Output every line of the data exactly as it appears.

◆ RECORDS FOR THIS TASK
>>>>

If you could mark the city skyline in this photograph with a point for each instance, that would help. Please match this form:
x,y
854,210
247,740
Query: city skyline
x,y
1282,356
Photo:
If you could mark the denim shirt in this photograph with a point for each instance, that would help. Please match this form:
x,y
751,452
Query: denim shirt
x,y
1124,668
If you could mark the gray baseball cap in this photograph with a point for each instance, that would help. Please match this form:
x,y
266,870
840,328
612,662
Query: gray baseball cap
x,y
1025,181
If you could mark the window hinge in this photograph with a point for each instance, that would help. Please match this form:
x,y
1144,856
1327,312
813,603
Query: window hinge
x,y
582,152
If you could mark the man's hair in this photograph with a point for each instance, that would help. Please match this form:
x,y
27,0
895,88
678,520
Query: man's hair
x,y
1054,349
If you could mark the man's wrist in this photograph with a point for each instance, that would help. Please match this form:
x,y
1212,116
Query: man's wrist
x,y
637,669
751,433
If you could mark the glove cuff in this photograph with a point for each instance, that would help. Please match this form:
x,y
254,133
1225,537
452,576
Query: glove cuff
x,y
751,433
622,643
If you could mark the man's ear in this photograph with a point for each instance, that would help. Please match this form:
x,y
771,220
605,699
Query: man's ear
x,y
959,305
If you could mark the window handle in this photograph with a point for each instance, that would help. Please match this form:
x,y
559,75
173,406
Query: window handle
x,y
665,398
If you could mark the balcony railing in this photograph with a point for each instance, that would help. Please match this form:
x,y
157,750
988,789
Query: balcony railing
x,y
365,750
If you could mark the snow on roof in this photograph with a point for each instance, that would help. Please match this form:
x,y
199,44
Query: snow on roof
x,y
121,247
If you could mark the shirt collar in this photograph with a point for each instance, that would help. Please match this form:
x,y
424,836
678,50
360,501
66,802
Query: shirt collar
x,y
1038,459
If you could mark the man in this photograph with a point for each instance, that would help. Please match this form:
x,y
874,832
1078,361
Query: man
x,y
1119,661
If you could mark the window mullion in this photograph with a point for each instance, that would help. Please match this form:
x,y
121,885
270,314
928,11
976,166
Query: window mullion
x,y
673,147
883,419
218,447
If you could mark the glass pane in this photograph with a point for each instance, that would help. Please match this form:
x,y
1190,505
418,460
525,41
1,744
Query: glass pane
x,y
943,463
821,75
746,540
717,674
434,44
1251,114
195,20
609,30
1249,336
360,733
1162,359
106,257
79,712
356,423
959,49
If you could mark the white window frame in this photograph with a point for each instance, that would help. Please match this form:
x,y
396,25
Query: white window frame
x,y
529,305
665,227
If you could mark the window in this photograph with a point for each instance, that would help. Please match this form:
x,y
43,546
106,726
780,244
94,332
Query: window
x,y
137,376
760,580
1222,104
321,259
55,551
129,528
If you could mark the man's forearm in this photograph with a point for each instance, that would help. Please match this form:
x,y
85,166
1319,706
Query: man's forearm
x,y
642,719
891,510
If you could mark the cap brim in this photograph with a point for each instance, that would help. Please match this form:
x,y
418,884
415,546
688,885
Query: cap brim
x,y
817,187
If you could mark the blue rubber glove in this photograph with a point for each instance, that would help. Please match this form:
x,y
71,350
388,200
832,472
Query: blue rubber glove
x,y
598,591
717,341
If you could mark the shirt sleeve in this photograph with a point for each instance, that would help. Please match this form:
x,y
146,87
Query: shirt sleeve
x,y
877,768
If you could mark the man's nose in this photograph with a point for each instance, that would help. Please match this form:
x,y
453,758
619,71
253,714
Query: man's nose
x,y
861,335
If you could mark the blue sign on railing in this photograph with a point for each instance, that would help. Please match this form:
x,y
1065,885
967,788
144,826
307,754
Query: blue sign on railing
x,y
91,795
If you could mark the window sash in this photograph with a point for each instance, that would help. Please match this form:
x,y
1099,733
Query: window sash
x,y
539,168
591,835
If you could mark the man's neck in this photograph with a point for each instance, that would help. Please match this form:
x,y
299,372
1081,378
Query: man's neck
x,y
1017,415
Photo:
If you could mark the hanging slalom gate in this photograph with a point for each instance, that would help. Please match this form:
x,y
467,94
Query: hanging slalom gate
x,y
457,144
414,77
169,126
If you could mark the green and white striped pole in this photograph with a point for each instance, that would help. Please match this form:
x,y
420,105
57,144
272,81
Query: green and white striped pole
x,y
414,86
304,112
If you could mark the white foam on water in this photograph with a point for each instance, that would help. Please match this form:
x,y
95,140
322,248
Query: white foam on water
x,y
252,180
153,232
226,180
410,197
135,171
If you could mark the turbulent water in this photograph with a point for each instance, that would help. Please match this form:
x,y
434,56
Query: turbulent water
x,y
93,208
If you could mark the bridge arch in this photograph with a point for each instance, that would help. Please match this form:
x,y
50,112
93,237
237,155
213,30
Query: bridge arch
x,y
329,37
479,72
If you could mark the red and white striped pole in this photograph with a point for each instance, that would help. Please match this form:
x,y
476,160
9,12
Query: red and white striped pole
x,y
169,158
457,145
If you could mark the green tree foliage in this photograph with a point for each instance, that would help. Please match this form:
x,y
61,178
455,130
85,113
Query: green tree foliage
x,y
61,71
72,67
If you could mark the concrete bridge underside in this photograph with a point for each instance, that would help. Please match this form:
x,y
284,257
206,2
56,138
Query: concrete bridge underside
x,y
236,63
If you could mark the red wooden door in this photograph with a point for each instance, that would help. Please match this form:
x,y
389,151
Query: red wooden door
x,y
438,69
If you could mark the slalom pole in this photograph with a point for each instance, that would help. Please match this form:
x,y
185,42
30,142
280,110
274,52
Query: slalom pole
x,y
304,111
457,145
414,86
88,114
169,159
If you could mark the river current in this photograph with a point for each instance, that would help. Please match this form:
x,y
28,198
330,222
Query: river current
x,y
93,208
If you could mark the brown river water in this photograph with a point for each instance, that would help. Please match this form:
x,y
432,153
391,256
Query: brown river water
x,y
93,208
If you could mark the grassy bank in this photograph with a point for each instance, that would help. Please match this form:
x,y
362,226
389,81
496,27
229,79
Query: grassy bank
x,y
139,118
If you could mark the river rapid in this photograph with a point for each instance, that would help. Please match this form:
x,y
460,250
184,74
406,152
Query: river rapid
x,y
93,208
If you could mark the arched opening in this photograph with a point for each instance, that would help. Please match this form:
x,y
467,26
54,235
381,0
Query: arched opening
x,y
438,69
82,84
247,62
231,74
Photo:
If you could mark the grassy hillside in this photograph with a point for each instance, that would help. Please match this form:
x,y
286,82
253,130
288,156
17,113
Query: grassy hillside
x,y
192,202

<<<<

◆ RESULT OF THIS TASK
If you could mark the city skyline in this photograph with a point for each instance, that would help. Please match this form:
x,y
854,210
247,740
Query: city skyline
x,y
1282,356
Photo:
If you could mark the denim shirt in this photograph with a point for each instance, that would help. Please match this form:
x,y
751,452
Query: denim shirt
x,y
1124,668
If you could mark the gray baseball cap in this photograph with a point for each instance, that would help. Please match this form:
x,y
266,870
840,328
612,662
Query: gray baseball cap
x,y
1025,181
If you could mark the window hinge in this photograph with a point for each instance, that would help. Please match this form:
x,y
1144,856
1327,312
813,603
Query: window hinge
x,y
582,152
If you could mark the man's hair in this photograph with a point for each instance, that would help. Please match this form:
x,y
27,0
895,88
678,520
Query: man's hair
x,y
1054,349
If you could mark the man's wrist in this photograph with a point for each instance, that would help. Please match this form:
x,y
1212,116
Query: man's wrist
x,y
637,669
751,433
If you could mark the glove cuff in this photograph with a point for each instance, that would help. Please match this form:
x,y
254,133
1225,537
452,576
Query: glove cuff
x,y
751,433
622,643
If you could mark the man's ear in this photograph with a point for each instance, that would help. Please match this form:
x,y
771,220
605,699
Query: man's ear
x,y
959,305
If you could mark the window handle in this photograph with a point for each instance, that would help. Please match this form:
x,y
559,75
173,406
Query: window handle
x,y
665,398
If you could mark the balcony railing in this photograph with a point for each instance, that would help. Please match this form:
x,y
157,750
988,789
Query: balcony railing
x,y
365,750
If you could mark the snow on roof in this photograph with a point for each instance, that would help. Please match this form:
x,y
199,44
Query: snow on roof
x,y
121,247
If you could mark the shirt collar in this photograph with a point for each instance, that would help. Please match this form:
x,y
424,836
678,50
360,501
66,802
Query: shirt collar
x,y
1038,459
If you could mark the man in this photograph with a point for each instance, that would help. Please match this form:
x,y
874,832
1078,361
Query: man
x,y
1119,661
If you could mark the window mullion in this photograph with a point for each instance, that would help. Please match this form:
x,y
121,885
270,314
928,11
976,166
Query: window mullion
x,y
673,147
883,419
218,447
If you could mark the glass pane in this photograph with a point for each instance, that would help. Please match this form:
x,y
1190,505
418,460
525,41
1,744
Query: glass pane
x,y
943,463
821,75
746,540
717,674
434,44
1251,114
195,20
609,30
1249,336
360,733
1162,359
106,257
79,712
356,423
959,49
If you could mark the white window frame in this photograph with a point for each instance, that would help. Please match this form:
x,y
396,25
Query: white window frame
x,y
529,305
665,227
If you could mark the window in this photograph with a point for each instance, that would help. Please match this form:
x,y
43,546
106,726
780,244
94,332
Query: window
x,y
137,376
760,580
1222,104
321,259
55,551
129,528
If you could mark the man's forearm in this photograph with a point for each instance, that would help. Please match this form:
x,y
85,166
1319,706
Query: man's forearm
x,y
642,719
891,510
If you could mark the cap brim in this photograph with a point for each instance, that would help. Please match this form:
x,y
418,884
415,546
688,885
Query: cap brim
x,y
817,187
If you could mark the blue rubber glove in this photograph with a point for each instance, that would help. Please match this form:
x,y
71,350
388,200
832,472
Query: blue rubber glove
x,y
598,591
717,341
If you could mark the shirt sleeve in this photograph with a point for each instance, that would help. Please match this form:
x,y
146,87
Query: shirt sleeve
x,y
877,768
If you could mark the man's nose in this photograph with a point for each instance, that would help. Please match this form:
x,y
453,758
619,71
253,714
Query: man's nose
x,y
861,335
If you could mark the blue sign on railing in this photograph with a point for each instance, that would help. Please match this form:
x,y
1065,885
967,788
144,826
307,754
Query: blue sign on railing
x,y
91,795
If you could mark the window sash in this photograph with a point for each instance, that would help. Please match this form:
x,y
1099,733
Query: window sash
x,y
539,168
591,835
If you could mark the man's neck in this photograph with a point for each instance, that would help. Please match this form:
x,y
299,372
1081,378
Query: man's neck
x,y
1017,415
Photo:
If you could mark the hanging slalom gate in this photograph with a point for each instance, that would help. Please match this form:
x,y
467,94
Query: hanging slalom gate
x,y
457,144
414,77
169,126
If you could mark the green and white striped pole in this photograph with a point for each instance, that would help. Please match this form:
x,y
420,105
57,144
272,81
Query: green and white striped pole
x,y
414,86
304,112
If you could mark the white foam on water in this photograph with a point for each instance, that would help. Please match this form:
x,y
95,140
322,248
Query: white foam on water
x,y
252,180
153,232
226,180
410,197
135,171
If you could mark the turbulent water in this photograph with a point for each instance, that would help. Please match this form:
x,y
434,56
Query: turbulent water
x,y
93,208
If you could mark the bridge arch in this photograph with a point for each instance, that would help. Please match this form:
x,y
50,112
93,237
237,155
213,30
Query: bridge arch
x,y
329,37
479,72
If you could mark the red and white striped pole in this photograph with a point for each instance, that would help. Please match this form:
x,y
476,160
9,12
Query: red and white striped pole
x,y
169,158
457,145
If you could mark the green tree foliage in this photograph with a point for each instance, that would help. Please match this form:
x,y
61,178
455,130
85,113
Query: green tree foliage
x,y
61,71
72,67
If you could mark the concrete bridge underside in this photograph with a point for each instance, that would help. Please match this form:
x,y
284,257
206,2
56,138
Query: concrete bridge underside
x,y
236,63
If you could mark the red wooden door in this photograph with a point for each instance, that would help. Please match this form:
x,y
389,151
Query: red wooden door
x,y
438,69
If you could mark the slalom pole in this photograph with a point for each instance, that would help. Please match this form:
x,y
185,42
30,142
280,110
274,52
Query: slalom pole
x,y
304,111
457,145
414,86
88,114
169,159
If you could mark the river current in this photograph with a point for each instance, that would help. Please match this form:
x,y
28,198
330,222
Query: river current
x,y
93,208
If you could mark the brown river water in this photograph with a point for each instance, that would help. Please match this form:
x,y
432,153
391,256
Query: brown river water
x,y
93,208
If you could mark the grassy bank in this photograph with a point for each instance, that would help. Please match this form:
x,y
362,226
389,81
496,27
229,79
Query: grassy bank
x,y
139,118
If you could mark the river rapid in this photograph with a point for each instance, that would help. Please match this form:
x,y
460,250
184,74
406,152
Query: river rapid
x,y
93,208
If you could mark the arched opening in this photograph with a point for each instance, that would help. Please match this form:
x,y
467,26
54,235
381,0
Query: arched opening
x,y
438,69
82,84
247,62
231,74
Photo:
If you could mark the grassy hillside in this photograph with a point for each instance, that would help. Please match this form:
x,y
286,82
253,130
288,156
17,113
Query: grassy hillside
x,y
192,202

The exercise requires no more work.